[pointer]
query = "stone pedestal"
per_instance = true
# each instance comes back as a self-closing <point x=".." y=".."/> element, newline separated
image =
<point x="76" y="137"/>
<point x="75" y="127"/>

####

§ **Task to complete**: Whatever the entries say, repeat all of them exactly.

§ **Completed task**:
[pointer]
query = "stone pedestal"
per_instance = true
# each instance comes back as a self-closing <point x=".." y=".."/> element, newline separated
image =
<point x="76" y="137"/>
<point x="75" y="127"/>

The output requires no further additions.